++++ DOCUMENT SEGMENT ++++

You are right, numa is redundant for us as we specify the topology using 
the core-id.
The roadmap I would like to discuss is using a new:

(qemu) cpu_move src dst

where src is the current core-id and dst is the destination core-id.

I am aware that there are deep implication on current cpu code but I do 
not think it is not possible.
If it is unpossible then we would need a new argument to the device_add 
for cpu to define the "effective_core_id"
But we will still need the new hmp command to update the topology.
Janis Schoetterl-Glausch July 21, 2022, 8:16 a.m. UTC | #7
On 7/21/22 09:58, Pierre Morel wrote:
> 
> 
> On 7/20/22 19:24, Janis Schoetterl-Glausch wrote:
>> On 7/15/22 15:07, Pierre Morel wrote:
>>>
>>>
>>> On 7/15/22 11:11, Janis Schoetterl-Glausch wrote:
>>>> On 7/14/22 22:17, Pierre Morel wrote:
>>>>>
>>>>>
>>>>> On 7/14/22 16:57, Janis Schoetterl-Glausch wrote:
>>>>>> On 6/20/22 16:03, Pierre Morel wrote:
>>>>>>> S390x CPU Topology allows a non uniform repartition of the CPU
>>>>>>> inside the topology containers, sockets, books and drawers.
>>>>>>>
>>>>>>> We use numa to place the CPU inside the right topology container
>>>>>>> and report the non uniform topology to the guest.

++++

### WRITTEN REQUEST
Transcribe the entire s390x CPU topology discussion above word for word.

++++ INFORMATION SHOWN ++++

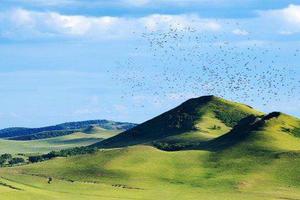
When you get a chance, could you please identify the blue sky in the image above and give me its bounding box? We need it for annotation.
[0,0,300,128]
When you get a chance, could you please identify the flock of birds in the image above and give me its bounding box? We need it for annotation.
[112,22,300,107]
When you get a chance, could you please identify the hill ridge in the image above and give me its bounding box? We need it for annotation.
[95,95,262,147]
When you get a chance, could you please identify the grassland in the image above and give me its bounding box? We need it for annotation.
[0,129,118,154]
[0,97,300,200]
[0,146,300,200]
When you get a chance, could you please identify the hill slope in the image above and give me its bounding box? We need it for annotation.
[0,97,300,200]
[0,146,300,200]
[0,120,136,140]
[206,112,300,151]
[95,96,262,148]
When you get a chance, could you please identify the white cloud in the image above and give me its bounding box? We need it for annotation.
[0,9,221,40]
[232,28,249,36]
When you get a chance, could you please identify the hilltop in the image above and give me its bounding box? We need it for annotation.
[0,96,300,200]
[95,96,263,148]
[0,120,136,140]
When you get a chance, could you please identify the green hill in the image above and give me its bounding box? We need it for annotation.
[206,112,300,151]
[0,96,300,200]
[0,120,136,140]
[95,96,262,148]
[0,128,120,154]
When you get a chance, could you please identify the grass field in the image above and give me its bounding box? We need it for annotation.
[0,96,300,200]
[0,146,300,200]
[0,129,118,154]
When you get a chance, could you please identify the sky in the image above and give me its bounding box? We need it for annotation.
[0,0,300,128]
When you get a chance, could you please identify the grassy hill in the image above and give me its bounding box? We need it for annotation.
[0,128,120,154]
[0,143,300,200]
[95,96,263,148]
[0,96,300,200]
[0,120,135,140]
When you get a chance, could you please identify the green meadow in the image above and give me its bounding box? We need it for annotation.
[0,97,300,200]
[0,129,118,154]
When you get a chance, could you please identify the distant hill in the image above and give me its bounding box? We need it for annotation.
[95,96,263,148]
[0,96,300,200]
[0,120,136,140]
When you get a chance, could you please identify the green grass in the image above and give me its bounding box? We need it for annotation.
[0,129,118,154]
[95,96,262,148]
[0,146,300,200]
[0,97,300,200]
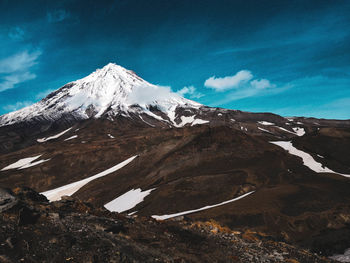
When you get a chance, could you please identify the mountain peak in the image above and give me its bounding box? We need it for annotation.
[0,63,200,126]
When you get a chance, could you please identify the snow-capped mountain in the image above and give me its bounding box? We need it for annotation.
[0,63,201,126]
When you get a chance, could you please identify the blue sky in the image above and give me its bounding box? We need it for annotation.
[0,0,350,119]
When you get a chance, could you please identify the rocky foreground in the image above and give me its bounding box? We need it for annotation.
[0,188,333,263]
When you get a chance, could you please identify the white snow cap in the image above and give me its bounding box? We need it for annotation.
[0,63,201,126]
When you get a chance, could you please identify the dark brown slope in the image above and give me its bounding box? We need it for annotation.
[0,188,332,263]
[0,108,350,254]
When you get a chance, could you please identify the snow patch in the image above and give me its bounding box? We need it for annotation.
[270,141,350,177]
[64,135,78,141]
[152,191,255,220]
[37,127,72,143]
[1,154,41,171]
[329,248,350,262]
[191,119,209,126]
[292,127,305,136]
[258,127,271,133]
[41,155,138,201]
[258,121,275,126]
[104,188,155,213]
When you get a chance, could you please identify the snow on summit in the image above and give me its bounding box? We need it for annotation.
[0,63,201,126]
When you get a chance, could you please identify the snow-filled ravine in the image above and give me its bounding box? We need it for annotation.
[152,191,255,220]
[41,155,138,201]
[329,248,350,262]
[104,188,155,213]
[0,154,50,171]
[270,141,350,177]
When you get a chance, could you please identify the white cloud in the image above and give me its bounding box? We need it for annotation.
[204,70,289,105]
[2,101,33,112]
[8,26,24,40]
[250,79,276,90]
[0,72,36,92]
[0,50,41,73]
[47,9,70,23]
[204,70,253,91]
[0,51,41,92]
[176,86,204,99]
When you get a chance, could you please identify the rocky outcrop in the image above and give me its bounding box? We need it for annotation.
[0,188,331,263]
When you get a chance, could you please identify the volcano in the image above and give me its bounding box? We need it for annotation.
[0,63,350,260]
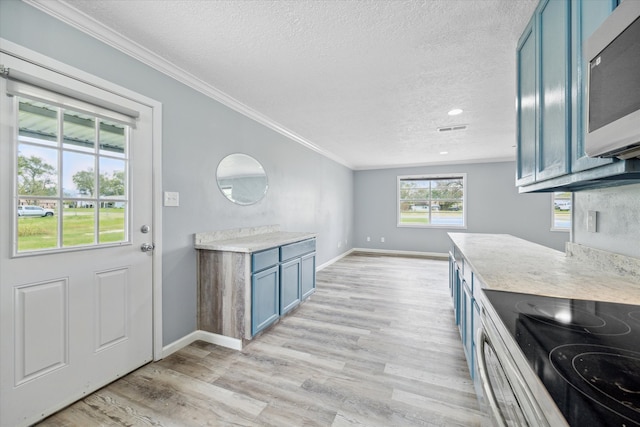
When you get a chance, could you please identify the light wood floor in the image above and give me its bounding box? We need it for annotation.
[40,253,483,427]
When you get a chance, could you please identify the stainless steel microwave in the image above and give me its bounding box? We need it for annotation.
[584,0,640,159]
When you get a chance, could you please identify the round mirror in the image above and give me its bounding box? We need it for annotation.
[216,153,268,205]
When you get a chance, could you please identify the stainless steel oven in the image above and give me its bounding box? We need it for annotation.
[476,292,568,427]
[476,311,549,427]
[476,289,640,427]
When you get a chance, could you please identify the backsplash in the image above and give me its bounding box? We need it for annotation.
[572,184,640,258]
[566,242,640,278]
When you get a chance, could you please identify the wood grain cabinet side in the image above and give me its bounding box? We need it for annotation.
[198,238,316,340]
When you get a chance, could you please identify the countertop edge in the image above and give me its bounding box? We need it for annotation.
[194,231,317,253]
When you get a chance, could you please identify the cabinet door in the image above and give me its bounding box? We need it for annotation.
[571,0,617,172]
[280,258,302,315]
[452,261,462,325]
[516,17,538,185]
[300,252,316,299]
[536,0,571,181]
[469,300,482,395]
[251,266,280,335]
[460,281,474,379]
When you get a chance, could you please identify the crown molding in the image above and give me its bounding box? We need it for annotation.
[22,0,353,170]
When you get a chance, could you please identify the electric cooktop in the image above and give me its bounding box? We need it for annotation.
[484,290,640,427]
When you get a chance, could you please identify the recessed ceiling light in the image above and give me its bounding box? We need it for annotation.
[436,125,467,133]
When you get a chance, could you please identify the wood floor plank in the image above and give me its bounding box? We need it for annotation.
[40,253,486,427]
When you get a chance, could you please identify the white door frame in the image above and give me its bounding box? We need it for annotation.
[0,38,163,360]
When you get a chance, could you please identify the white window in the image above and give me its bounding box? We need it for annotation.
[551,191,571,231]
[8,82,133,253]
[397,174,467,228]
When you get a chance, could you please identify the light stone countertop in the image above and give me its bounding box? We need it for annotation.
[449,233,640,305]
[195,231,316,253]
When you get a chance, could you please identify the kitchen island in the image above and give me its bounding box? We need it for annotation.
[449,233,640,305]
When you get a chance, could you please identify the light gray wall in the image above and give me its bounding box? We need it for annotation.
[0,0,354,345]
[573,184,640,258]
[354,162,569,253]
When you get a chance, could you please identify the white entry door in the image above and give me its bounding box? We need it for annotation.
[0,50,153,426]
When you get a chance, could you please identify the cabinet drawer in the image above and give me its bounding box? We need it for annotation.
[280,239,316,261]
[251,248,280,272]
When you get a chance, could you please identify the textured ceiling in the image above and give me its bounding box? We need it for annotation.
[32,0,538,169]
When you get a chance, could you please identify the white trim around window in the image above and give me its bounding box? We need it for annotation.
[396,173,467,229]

++++

### EXERCISE ANSWER
You are right, numa is redundant for us as we specify the topology using 
the core-id.
The roadmap I would like to discuss is using a new:

(qemu) cpu_move src dst

where src is the current core-id and dst is the destination core-id.

I am aware that there are deep implication on current cpu code but I do 
not think it is not possible.
If it is unpossible then we would need a new argument to the device_add 
for cpu to define the "effective_core_id"
But we will still need the new hmp command to update the topology.
Janis Schoetterl-Glausch July 21, 2022, 8:16 a.m. UTC | #7
On 7/21/22 09:58, Pierre Morel wrote:
> 
> 
> On 7/20/22 19:24, Janis Schoetterl-Glausch wrote:
>> On 7/15/22 15:07, Pierre Morel wrote:
>>>
>>>
>>> On 7/15/22 11:11, Janis Schoetterl-Glausch wrote:
>>>> On 7/14/22 22:17, Pierre Morel wrote:
>>>>>
>>>>>
>>>>> On 7/14/22 16:57, Janis Schoetterl-Glausch wrote:
>>>>>> On 6/20/22 16:03, Pierre Morel wrote:
>>>>>>> S390x CPU Topology allows a non uniform repartition of the CPU
>>>>>>> inside the topology containers, sockets, books and drawers.
>>>>>>>
>>>>>>> We use numa to place the CPU inside the right topology container
>>>>>>> and report the non uniform topology to the guest.